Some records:
----------------------------------------

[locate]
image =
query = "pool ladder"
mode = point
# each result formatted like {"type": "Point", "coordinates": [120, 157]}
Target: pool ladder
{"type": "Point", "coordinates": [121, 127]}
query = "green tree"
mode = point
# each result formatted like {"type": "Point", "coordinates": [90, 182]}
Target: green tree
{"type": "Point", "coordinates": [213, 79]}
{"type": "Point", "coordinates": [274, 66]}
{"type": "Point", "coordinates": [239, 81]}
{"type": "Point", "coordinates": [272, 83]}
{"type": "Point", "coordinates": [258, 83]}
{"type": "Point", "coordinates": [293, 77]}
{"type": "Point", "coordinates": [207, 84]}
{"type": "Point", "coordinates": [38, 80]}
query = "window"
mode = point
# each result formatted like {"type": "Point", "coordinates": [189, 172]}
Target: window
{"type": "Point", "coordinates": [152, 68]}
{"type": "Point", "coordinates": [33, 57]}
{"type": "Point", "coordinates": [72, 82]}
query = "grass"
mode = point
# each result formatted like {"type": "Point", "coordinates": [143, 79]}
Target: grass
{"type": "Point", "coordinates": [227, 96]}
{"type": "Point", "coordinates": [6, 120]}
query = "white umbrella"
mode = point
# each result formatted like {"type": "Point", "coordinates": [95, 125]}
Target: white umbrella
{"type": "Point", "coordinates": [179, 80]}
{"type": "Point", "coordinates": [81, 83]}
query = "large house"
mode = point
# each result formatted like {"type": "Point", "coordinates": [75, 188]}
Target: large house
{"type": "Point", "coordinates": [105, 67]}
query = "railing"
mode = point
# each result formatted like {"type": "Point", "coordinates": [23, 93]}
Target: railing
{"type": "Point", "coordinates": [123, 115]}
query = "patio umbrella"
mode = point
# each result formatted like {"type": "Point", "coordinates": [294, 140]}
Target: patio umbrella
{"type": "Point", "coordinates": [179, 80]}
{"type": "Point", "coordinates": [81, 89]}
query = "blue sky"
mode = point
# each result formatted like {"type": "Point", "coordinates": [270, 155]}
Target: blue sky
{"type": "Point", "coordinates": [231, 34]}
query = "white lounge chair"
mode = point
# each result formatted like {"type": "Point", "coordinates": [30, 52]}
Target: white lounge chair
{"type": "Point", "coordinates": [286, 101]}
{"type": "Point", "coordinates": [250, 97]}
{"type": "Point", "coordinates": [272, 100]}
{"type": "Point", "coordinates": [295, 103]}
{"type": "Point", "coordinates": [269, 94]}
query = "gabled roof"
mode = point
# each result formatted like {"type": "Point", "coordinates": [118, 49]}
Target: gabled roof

----------------------------------------

Problem description = Retype the data exactly as given.

Exercise answer =
[locate]
image =
query = "pool ladder"
mode = point
# each result formatted like {"type": "Point", "coordinates": [120, 157]}
Target: pool ladder
{"type": "Point", "coordinates": [121, 127]}
query = "green tree"
mode = point
# each result formatted like {"type": "Point", "coordinates": [90, 182]}
Target: green tree
{"type": "Point", "coordinates": [213, 79]}
{"type": "Point", "coordinates": [274, 66]}
{"type": "Point", "coordinates": [239, 81]}
{"type": "Point", "coordinates": [272, 83]}
{"type": "Point", "coordinates": [258, 83]}
{"type": "Point", "coordinates": [293, 77]}
{"type": "Point", "coordinates": [207, 84]}
{"type": "Point", "coordinates": [38, 80]}
query = "window"
mode = point
# each result formatted like {"type": "Point", "coordinates": [189, 172]}
Target: window
{"type": "Point", "coordinates": [152, 68]}
{"type": "Point", "coordinates": [33, 57]}
{"type": "Point", "coordinates": [72, 82]}
query = "grass"
mode = point
# each result formatted like {"type": "Point", "coordinates": [143, 79]}
Target: grass
{"type": "Point", "coordinates": [227, 96]}
{"type": "Point", "coordinates": [6, 120]}
query = "white umbrella"
mode = point
# each result formatted like {"type": "Point", "coordinates": [95, 125]}
Target: white umbrella
{"type": "Point", "coordinates": [179, 80]}
{"type": "Point", "coordinates": [81, 83]}
query = "large house"
mode = point
# each result formatted like {"type": "Point", "coordinates": [75, 188]}
Target: large house
{"type": "Point", "coordinates": [105, 67]}
query = "railing"
mode = point
# each result formatted like {"type": "Point", "coordinates": [23, 93]}
Target: railing
{"type": "Point", "coordinates": [123, 115]}
query = "patio umbrella"
mode = point
# each result formatted like {"type": "Point", "coordinates": [294, 140]}
Target: patio umbrella
{"type": "Point", "coordinates": [179, 80]}
{"type": "Point", "coordinates": [81, 89]}
query = "blue sky"
mode = point
# each result formatted like {"type": "Point", "coordinates": [270, 155]}
Target: blue sky
{"type": "Point", "coordinates": [231, 34]}
query = "white lounge chair"
mode = point
# each result formatted like {"type": "Point", "coordinates": [30, 52]}
Target: white lounge chair
{"type": "Point", "coordinates": [286, 101]}
{"type": "Point", "coordinates": [250, 97]}
{"type": "Point", "coordinates": [272, 100]}
{"type": "Point", "coordinates": [295, 103]}
{"type": "Point", "coordinates": [269, 94]}
query = "gabled roof"
mode = point
# each result formatted like {"type": "Point", "coordinates": [118, 49]}
Target: gabled roof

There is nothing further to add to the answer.